[START RECORDS FOR THIS EXERCISE]

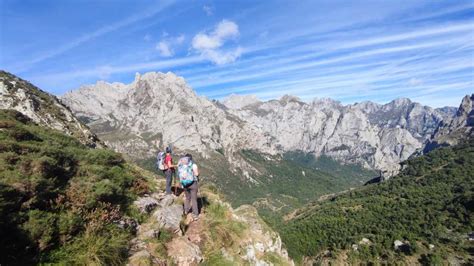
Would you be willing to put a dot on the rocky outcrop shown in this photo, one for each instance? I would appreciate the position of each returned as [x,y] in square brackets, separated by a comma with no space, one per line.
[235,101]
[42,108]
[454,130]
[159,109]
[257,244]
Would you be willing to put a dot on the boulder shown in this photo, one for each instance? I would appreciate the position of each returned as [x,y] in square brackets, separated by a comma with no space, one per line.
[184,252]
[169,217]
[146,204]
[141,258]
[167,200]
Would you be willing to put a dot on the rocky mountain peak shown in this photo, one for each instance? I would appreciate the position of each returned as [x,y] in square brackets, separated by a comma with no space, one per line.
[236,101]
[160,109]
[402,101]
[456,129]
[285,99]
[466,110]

[END RECORDS FOR THIS EXERCISE]
[START RECORDS FOR THIS EXERCISE]

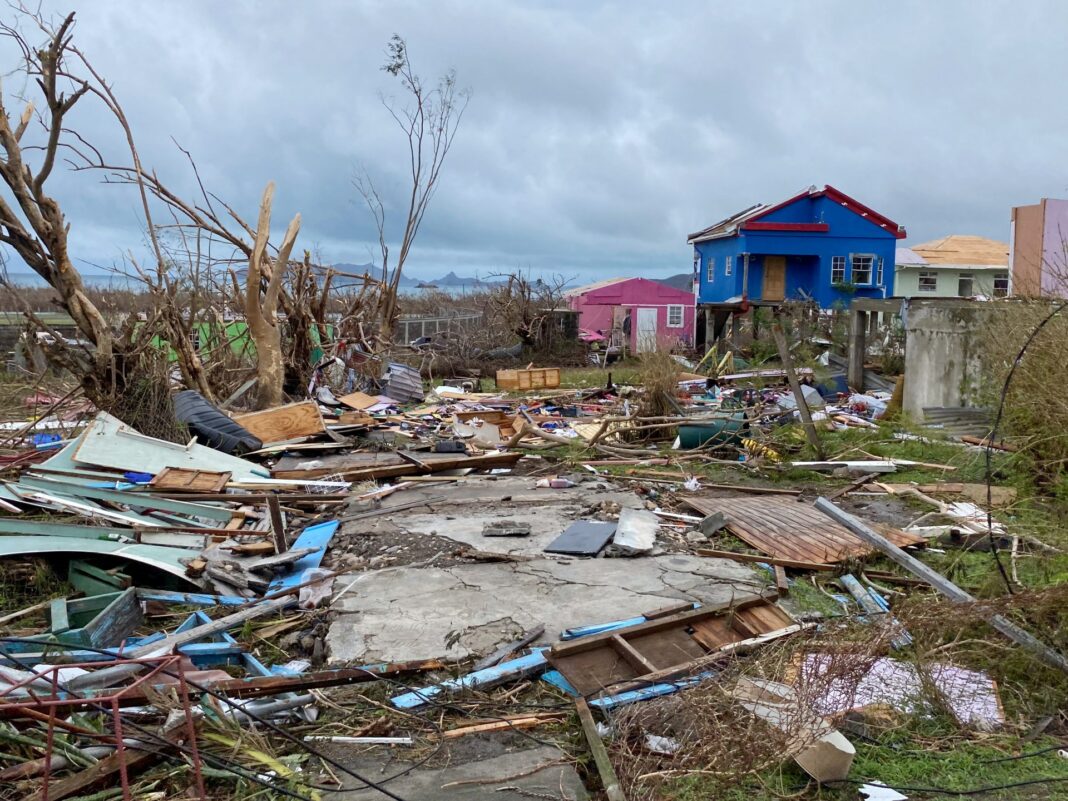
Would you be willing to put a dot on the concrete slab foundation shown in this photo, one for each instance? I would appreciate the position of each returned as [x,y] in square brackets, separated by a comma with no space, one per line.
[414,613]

[END RECORDS FOR THIS EXERCISE]
[START RECORDS FOR THIS EXERCISE]

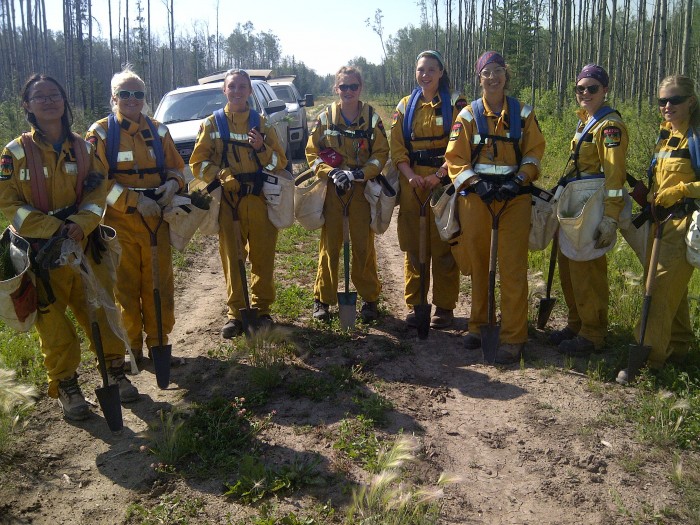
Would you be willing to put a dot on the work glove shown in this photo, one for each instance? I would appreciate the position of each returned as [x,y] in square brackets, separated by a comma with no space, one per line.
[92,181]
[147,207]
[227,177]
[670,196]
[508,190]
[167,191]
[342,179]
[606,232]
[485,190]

[END RECORDS FOR THIS EXERCISE]

- [PROBLEM TO WORK ON] Collect every line of the listing above that contains the word "rocky", and copy each one out.

- [PROBLEM SOLUTION]
Would you be willing to put a dot on the rocky outcrop shown in this photo, one for each instance? I would appreciate the position of each returned as [x,y] in square brackets, separated by a comma with no space, one per line.
Would you be willing to put a dot on the rocky mountain peak shown in this photo, one for each instance? I would appreciate the position of each returned as [x,y] in square brackets, separated by a comma with no space, one per line.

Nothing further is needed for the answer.